Paperny Entertainment Inc.
- Formerly: David Paperny Films Paperny Films
- Company type: Subsidiary
- Industry: Television production
- Founded: 1994; 32 years ago
- Founder: David Paperny
- Headquarters: Vancouver, British Columbia, Canada
- Key people: David Paperny (President) Audrey Mehler (Executive Vice President) Cal Shumiatcher (Executive Vice President) Aynsley Vogel (Vice President, Creative)
- Products: Television programs
- Services: Production
- Owner: Lionsgate Studios
- Parent: RoK Global Acquisitions (2008–2012) Entertainment One (2014–2024) Lionsgate Alternative Television (2024–present)

= Paperny Entertainment =

Vancouver-based film production company

Paperny Entertainment Inc. (previously known as Paperny Films and David Paperny Films) is a Vancouver-based producer of television programming and films, ranging from character-driven documentaries to provocative comedy to quirky reality shows. It was founded by David Paperny, who was nominated for an Academy Award for his 1993 documentary The Broadcast Tapes of Dr. Peter.

In July 2014, Paperny Entertainment was acquired by Entertainment One, which in turn has been acquired by American toy manufacturer Hasbro on December 30, 2019. It was later sold to Lionsgate on December 27, 2023.

==Television series==
Listed by the year the shows first aired.

===2001===
- KinK (Showcase, 5 seasons, 63 episodes)

Dataset
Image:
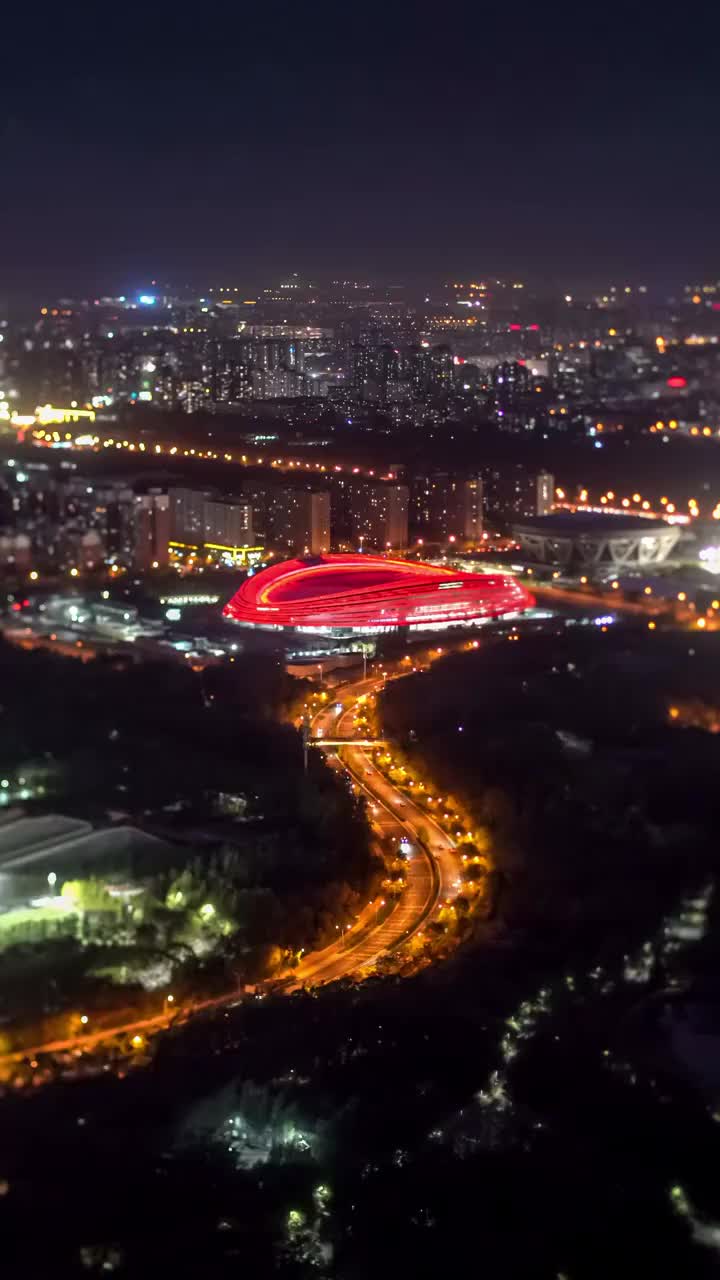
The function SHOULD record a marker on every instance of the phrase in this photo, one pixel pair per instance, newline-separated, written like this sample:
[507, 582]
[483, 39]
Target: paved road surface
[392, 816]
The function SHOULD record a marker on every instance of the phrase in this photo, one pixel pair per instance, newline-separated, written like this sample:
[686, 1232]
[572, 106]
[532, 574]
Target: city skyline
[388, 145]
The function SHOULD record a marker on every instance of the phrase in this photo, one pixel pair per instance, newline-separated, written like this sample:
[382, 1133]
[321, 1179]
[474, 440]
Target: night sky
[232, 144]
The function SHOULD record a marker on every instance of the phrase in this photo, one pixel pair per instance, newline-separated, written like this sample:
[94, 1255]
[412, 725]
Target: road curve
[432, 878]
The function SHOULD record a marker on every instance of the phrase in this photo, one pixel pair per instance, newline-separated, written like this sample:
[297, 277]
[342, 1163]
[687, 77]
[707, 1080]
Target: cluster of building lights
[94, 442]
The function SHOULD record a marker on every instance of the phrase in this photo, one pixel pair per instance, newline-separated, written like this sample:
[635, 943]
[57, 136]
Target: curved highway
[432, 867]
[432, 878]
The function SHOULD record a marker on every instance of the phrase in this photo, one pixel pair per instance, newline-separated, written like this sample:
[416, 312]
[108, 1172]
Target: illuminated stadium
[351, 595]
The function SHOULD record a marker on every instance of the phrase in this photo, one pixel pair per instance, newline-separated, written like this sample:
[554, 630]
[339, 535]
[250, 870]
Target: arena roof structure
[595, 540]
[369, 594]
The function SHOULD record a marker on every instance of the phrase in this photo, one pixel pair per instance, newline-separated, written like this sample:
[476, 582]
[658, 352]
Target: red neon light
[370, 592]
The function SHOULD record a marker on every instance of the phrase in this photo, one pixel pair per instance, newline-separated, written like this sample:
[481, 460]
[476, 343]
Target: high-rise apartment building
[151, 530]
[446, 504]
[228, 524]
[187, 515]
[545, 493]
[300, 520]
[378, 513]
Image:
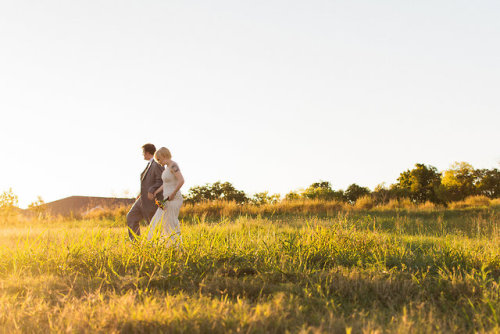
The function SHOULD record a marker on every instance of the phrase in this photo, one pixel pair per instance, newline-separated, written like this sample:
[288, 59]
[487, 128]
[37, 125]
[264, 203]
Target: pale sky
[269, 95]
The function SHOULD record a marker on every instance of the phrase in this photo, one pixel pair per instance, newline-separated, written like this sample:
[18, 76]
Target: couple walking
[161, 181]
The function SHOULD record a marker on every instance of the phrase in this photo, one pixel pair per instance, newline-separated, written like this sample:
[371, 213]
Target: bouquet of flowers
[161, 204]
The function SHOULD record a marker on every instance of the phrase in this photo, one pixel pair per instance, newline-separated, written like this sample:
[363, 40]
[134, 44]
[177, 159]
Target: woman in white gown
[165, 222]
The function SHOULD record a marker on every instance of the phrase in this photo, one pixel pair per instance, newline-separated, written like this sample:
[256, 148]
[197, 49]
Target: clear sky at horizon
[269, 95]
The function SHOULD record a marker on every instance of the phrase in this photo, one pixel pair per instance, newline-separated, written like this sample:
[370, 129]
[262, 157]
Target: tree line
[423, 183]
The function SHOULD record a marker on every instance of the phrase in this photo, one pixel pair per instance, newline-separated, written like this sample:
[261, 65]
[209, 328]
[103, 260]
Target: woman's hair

Activity 1
According to the Paperny Entertainment article, which company acquired Paperny Entertainment in July 2014?
Activity 2
Extend the Paperny Entertainment article past its final line.
The records have no connection to the Paperny Entertainment article.

Task response 1
Entertainment One

Task response 2
===2005===
- Crash Test Mommy (Life Network)

===2007===
- Road Hockey Rumble (OLN, 26 episodes)
- My Fabulous Gay Wedding (Global, Logo, 2 seasons, 19 episodes)

===2008===
- The Week the Women Went (CBC, 2 seasons, 16 episodes)
- Jetstream (Discovery, 8 episodes)

===2009===
- The 100 Mile Challenge (Food Network Canada, 6 episodes)
- Combat School (Discovery, 6 episodes, follow-up to Jetstream)
- Glutton for Punishment (US Food Network, 5 seasons, 56 episodes)
- The Stagers (HGTV Canada, two seasons, 26 episodes)
- Chop Shop (Slice, 13 episodes)

===2011===
- Eat St. (Food Network Canada, 3 seasons to date)
- Dust Up (6 episodes)
- Consumed (HGTV Canada, one season)
- Dussault Inc. (City, 2 seasons, 32 episodes)

===2012===
- World's Weirdest Restaurants (Food Network Canada, one season)

===2013===
- Yukon Gold (History Channel)

===2014===
- Chopped Canada (Food Network Canada)

==Documentaries==
The documentary The Boys of Buchenwald (2002) and Love Shines (2010) were produced by Paperny.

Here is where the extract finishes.